- [WHAT YOU SHOULD DO]: Extract every line of the records below that contains the string "field". The match is case-sensitive.

- [DATA LINES]:

%%

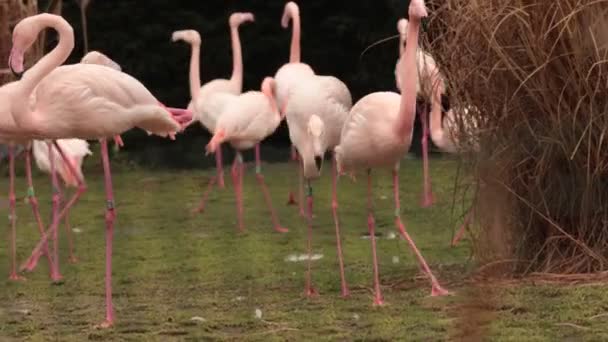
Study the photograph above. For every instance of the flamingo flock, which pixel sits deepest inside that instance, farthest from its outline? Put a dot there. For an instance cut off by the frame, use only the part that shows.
(54, 108)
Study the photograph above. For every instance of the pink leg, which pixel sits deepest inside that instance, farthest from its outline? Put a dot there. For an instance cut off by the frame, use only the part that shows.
(13, 216)
(201, 206)
(260, 178)
(371, 225)
(334, 208)
(436, 289)
(427, 198)
(463, 227)
(72, 257)
(55, 274)
(301, 186)
(36, 253)
(110, 216)
(219, 165)
(309, 290)
(34, 201)
(236, 181)
(293, 157)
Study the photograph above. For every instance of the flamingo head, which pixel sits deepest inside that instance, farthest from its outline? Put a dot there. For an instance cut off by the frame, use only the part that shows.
(291, 11)
(417, 9)
(189, 36)
(24, 35)
(236, 19)
(316, 132)
(269, 86)
(96, 57)
(402, 26)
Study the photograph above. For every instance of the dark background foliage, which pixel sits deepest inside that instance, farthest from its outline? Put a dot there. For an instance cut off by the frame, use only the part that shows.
(136, 34)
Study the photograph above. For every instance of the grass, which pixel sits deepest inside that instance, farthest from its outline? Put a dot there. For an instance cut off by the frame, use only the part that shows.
(170, 266)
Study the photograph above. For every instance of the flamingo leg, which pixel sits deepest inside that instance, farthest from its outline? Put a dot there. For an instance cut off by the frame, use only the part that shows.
(55, 274)
(219, 165)
(260, 178)
(68, 228)
(371, 225)
(460, 233)
(301, 185)
(13, 217)
(294, 158)
(309, 290)
(436, 289)
(109, 218)
(31, 195)
(32, 261)
(427, 197)
(334, 208)
(237, 182)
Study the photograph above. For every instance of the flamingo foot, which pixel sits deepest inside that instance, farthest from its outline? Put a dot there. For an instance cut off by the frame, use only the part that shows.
(16, 277)
(292, 199)
(378, 301)
(105, 324)
(281, 229)
(311, 292)
(438, 291)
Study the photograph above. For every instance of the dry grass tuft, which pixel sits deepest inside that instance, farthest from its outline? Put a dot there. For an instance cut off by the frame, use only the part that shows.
(537, 72)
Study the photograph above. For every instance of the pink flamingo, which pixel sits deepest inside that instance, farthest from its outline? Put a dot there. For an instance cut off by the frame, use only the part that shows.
(86, 101)
(426, 69)
(48, 160)
(378, 132)
(245, 121)
(444, 131)
(207, 101)
(317, 109)
(288, 75)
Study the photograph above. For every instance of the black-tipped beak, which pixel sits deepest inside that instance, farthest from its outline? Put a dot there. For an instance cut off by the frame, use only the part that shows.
(318, 162)
(16, 74)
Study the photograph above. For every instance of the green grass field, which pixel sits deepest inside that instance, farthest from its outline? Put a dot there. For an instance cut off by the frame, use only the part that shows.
(182, 277)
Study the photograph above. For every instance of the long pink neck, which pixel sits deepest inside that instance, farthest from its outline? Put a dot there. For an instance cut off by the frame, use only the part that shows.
(407, 68)
(237, 58)
(47, 63)
(294, 54)
(195, 73)
(435, 121)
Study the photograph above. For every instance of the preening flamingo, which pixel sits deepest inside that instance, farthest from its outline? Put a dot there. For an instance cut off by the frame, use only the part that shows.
(378, 132)
(288, 75)
(426, 69)
(208, 101)
(86, 101)
(245, 121)
(316, 111)
(444, 133)
(48, 160)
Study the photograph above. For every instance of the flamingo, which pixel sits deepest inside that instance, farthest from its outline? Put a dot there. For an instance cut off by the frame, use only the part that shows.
(378, 132)
(85, 101)
(426, 69)
(444, 135)
(47, 160)
(317, 109)
(245, 121)
(207, 101)
(288, 75)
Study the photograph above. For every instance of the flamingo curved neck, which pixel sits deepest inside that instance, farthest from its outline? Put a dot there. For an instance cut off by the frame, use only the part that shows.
(294, 54)
(237, 58)
(46, 64)
(195, 73)
(408, 70)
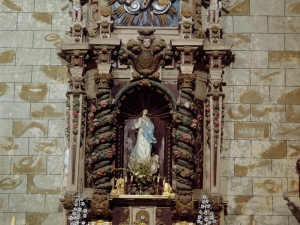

%%

- [EXERCISE ANSWER]:
Study the photograph above. For every instance of the green grass field, which pixel sits deepest inside that instance, farthest from its outline? Put a dot there. For an instance cut off by the frame, use only the part that shows.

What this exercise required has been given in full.